ACTIVITY LIST>
• a. According to the birthday post, why is a child's survival into the preschool years a cause for rejoicing? Answer in one to three sentences.
• b. Pick up the birthday post after its last sentence and continue it.

EXTRACT TO READ>
2007/09/18

It always slams me on their birthdays

You know all that partying that happens at birthdays? Well, I think it's a cover. It's the same kind of cover as bands playing when the soldiers are marching out to war. It's the same kind of cover as a party for the circumcision or the weaning of the child, and it's the same kind of cover as our very weird modern notion of "celebrating the life of" the deceased instead of mourning our own loss.

And today, on the twenty-third birthday of my oldest child, I want to cry. All day. Alone. I just want to feel my own feelings of grief and separation and the passage of time.

Okayokayokay. I know. I do. I know it's a cause for rejoicing too. And so are the successful and still living first eight days of the life of a new son and so is the fact of the childhood of survival into the preschool years. Most of the really scary diseases are past by then. The kid is still alive. The kid can safely be weaned. Yay. But at these parties, when the patriarchs rejoice, the mother whose child has outgrown her cries. She is comforted by other mothers and grandmothers. The children do not know why she cries. For a child, the fact of another birthday is good news. Pass that weeping woman a large cloth on which to wipe her tears.

The victories of soldiers and the heroism of the ones who struggle - I get it - I do celebrate it. I understand it, I tell you. "I have finished the course. I have fought the good fight." I get it. It's good. I know that. And I'm sure I'll feel it again.

But today, as far as I'm concerned, all the birthday candles in the whole world can just melt into a formless mass of the sum of the weak, unspecified pastel color they always come in, and all those insipid little white swirly stripes that go up their sides can just disappear into the blob. Put out the candles and trod on the cakes. Stop that horrid singing and for heavens sake please do not blow on even one grating, jarring, nasty little whistle or kazoo. I don't want to hear that stuff today. I just don't.

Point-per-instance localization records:
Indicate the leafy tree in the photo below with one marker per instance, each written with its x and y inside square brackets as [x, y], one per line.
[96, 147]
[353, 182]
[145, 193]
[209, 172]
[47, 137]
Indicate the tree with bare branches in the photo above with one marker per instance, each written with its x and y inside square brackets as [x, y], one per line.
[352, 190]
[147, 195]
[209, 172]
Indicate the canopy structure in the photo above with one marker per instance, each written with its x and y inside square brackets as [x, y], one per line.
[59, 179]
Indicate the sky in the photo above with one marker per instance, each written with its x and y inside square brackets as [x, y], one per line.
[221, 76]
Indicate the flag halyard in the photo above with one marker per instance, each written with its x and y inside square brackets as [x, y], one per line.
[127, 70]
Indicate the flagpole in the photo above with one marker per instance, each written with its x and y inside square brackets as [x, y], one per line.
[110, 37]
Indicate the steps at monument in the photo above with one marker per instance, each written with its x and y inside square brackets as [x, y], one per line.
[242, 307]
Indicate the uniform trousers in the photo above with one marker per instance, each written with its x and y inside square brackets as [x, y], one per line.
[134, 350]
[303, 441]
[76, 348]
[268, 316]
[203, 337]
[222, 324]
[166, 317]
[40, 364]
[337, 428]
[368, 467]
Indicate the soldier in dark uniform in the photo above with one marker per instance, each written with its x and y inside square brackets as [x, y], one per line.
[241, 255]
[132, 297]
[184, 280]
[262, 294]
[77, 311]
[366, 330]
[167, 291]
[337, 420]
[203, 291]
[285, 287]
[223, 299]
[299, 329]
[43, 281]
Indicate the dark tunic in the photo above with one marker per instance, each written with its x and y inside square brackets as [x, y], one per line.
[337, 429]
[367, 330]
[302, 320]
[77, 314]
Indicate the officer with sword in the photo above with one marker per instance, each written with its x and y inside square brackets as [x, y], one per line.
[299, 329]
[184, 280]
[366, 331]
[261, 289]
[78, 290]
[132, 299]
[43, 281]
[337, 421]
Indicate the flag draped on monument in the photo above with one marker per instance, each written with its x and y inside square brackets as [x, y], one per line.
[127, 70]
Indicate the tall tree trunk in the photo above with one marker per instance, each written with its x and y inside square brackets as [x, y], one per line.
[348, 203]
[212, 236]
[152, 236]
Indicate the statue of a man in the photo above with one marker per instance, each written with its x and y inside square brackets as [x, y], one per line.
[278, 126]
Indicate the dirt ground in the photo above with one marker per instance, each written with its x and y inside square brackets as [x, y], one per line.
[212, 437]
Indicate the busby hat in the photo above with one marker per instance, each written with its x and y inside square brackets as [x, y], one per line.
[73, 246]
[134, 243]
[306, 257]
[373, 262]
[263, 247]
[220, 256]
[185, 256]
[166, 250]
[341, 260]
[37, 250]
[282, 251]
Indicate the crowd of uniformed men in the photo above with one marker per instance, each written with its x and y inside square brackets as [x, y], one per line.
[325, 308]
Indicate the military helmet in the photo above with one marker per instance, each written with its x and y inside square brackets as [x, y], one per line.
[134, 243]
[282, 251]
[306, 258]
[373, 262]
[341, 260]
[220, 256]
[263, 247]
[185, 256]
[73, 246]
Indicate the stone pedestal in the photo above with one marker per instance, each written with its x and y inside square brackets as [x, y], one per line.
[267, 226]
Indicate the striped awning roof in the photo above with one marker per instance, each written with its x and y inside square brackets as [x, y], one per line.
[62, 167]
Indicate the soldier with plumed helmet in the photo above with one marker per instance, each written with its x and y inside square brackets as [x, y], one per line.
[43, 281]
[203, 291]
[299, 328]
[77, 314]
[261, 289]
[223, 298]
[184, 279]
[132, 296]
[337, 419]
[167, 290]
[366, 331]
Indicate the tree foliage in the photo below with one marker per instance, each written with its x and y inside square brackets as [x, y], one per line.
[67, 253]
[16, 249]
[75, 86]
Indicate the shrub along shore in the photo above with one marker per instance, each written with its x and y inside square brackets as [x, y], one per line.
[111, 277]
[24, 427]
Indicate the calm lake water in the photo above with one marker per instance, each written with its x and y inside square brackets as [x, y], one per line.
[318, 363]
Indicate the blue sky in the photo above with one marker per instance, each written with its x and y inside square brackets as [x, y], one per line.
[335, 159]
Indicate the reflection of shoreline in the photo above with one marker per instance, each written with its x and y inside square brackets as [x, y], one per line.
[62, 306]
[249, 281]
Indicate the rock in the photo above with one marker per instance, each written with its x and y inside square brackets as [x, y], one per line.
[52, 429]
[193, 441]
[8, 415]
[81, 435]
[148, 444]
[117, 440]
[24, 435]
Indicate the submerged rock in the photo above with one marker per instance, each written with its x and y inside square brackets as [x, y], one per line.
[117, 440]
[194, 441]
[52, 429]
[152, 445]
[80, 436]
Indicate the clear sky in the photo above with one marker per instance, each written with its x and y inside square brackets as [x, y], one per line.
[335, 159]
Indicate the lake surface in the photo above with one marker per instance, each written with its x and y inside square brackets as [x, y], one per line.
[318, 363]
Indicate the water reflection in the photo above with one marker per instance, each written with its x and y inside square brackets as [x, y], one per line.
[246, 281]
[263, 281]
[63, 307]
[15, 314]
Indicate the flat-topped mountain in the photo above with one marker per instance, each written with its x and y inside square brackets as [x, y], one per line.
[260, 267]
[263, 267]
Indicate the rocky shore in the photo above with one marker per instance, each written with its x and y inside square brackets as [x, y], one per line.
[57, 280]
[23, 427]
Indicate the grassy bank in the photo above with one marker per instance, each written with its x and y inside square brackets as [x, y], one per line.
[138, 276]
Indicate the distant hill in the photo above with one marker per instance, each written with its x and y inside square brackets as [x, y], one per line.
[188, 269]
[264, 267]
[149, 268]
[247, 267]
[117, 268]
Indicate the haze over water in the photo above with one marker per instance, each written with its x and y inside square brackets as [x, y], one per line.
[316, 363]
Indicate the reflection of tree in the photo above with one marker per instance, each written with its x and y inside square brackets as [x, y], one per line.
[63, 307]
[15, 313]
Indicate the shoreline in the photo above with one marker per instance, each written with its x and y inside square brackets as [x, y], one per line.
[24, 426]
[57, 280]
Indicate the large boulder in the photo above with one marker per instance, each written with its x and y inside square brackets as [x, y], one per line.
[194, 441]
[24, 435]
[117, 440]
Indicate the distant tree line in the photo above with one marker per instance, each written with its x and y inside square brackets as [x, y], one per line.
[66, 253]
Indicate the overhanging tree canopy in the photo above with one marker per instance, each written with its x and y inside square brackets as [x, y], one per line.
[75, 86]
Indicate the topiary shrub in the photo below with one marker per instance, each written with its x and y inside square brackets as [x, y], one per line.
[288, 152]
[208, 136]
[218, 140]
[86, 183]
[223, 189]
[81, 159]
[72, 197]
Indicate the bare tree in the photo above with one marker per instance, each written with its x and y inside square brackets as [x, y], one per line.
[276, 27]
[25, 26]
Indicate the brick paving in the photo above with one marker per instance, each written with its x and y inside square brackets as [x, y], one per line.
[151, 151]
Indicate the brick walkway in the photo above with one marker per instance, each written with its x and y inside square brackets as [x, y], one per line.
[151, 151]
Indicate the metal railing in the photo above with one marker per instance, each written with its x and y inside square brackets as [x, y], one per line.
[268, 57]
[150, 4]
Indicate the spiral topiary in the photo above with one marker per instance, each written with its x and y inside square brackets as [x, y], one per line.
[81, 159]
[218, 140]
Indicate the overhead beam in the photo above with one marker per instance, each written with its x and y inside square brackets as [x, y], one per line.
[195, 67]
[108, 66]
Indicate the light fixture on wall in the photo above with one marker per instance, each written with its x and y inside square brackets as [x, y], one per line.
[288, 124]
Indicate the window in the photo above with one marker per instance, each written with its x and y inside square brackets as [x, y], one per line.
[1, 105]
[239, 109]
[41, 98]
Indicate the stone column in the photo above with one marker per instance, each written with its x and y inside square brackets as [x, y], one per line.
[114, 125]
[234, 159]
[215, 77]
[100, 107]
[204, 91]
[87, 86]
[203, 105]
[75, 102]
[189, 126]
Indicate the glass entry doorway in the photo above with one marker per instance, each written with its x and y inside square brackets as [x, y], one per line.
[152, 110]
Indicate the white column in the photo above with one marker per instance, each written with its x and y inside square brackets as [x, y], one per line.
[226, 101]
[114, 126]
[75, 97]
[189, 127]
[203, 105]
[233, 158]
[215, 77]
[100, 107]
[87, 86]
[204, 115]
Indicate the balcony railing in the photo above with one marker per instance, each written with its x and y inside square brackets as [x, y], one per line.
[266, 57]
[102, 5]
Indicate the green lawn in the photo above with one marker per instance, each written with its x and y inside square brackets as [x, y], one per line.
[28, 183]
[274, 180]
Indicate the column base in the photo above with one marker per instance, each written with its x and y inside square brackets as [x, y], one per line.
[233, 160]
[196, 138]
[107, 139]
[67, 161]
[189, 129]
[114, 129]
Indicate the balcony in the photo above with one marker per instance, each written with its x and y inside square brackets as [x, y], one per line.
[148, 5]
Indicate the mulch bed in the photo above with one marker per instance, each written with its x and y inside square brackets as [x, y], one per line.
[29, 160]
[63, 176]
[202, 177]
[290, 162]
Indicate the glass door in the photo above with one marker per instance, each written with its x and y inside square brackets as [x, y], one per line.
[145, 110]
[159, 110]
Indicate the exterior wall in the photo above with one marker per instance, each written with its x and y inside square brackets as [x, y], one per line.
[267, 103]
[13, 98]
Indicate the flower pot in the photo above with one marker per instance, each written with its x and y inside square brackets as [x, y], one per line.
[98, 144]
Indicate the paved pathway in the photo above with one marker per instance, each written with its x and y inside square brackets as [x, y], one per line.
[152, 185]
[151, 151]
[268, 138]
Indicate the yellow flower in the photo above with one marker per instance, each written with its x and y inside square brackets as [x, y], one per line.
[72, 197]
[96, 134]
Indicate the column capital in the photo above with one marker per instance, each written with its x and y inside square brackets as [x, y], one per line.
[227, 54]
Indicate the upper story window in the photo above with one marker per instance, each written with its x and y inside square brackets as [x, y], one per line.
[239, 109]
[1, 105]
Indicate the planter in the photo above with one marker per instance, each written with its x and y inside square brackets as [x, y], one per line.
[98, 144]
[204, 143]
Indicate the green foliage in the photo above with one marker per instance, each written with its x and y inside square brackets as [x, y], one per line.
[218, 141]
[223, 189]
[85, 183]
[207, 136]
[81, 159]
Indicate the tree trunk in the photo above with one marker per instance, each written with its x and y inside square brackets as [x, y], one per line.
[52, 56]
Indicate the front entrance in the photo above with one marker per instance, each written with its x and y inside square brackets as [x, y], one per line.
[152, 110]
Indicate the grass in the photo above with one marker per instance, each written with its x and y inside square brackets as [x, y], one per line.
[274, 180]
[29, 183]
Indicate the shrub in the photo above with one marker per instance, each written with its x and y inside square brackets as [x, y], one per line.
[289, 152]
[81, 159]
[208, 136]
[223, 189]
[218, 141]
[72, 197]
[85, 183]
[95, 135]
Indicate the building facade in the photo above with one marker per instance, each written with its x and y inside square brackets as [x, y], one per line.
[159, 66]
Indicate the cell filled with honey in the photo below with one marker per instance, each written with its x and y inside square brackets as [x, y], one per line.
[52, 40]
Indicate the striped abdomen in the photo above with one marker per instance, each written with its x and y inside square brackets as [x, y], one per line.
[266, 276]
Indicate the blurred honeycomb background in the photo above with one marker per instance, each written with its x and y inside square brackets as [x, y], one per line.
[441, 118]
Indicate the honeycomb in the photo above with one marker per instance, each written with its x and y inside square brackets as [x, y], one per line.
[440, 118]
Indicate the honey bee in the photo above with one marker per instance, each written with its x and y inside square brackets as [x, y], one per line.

LIST OF ANSWERS>
• a. By then most of the really scary diseases are past, and the child is still alive. The child can also be weaned safely at that point.

• b.
You know what has to happen for love to happen? Honest to goodness sacrifice - that's what. Death. Blood. The obliteration of something you have already loved - it has to die so that the living love can be there next. That's what has to happen. I hate this.

Today I just want to throw everyone else out of the house and have a good stormy fit of tears and sobs and a loud and adamant refusal. I want to throw things at the walls and lie down on the floor and beat it with my fists. I won't do it - I refuse to be happy that my baby is the soldier now. Okay? Hear that, Father Time? I refuse. I just won't do it. I can't. You can't make me.

Today I remember what she felt like in my arms as we left the clinic that day to take her home with us, and I remember how tiny she was in the hands of my husband, and I remember every pink ruffle and soft bedtime story and blanky and dolly and script. That's what she used to do. She used to give me a script. She'd say, "You say, '___________.' And then I'll say, '_________.'" This would go on for several dictated exchanges, and I could never remember all of them (in order) to her satisfaction, and she would become quite overtly "patient" with me, and repeat the whole thing again until I got it right. I remember all of that.

And I DON'T WANT to move on. I won't do it, I tell you. I won't.

Those were my BABIES, for cryin' out loud.

And the last time I could really take care of them was before they were born. From that time on, in increasing intensity, their safety and food and care, and the shelter of them has been further and further away from me.

During labor and delivery, there is a point at which the (unmedicated, not interfered with) mother says, with absolute and utter certainty, "I can't." In that moment, she knows for a fact that she simply cannot deliver this baby into the world. The baby is arriving, and everyone else in the room knows it. But in that moment, before she begins to bring forth that new person into its own life, and before that new person must begin to breathe and eat for itself, its mother knows this to be an insanity. She knows it to be an impossibility. She can't do it. She knows she can't. It is the first taste of this knowledge. There are more to come, but this is the first. She cannot do it.

And then she does.

And she does it over and over and over.

Today ... on the 23rd birthday of my firstborn child, I can't.

Somebody bring that weeping woman something to cry into, and take her from the room. She's really bringing down the party.

1 comment:

Carol Whipps said...

I am SO weeping with you -- and I never even bore a child!! This is a great piece, Steph.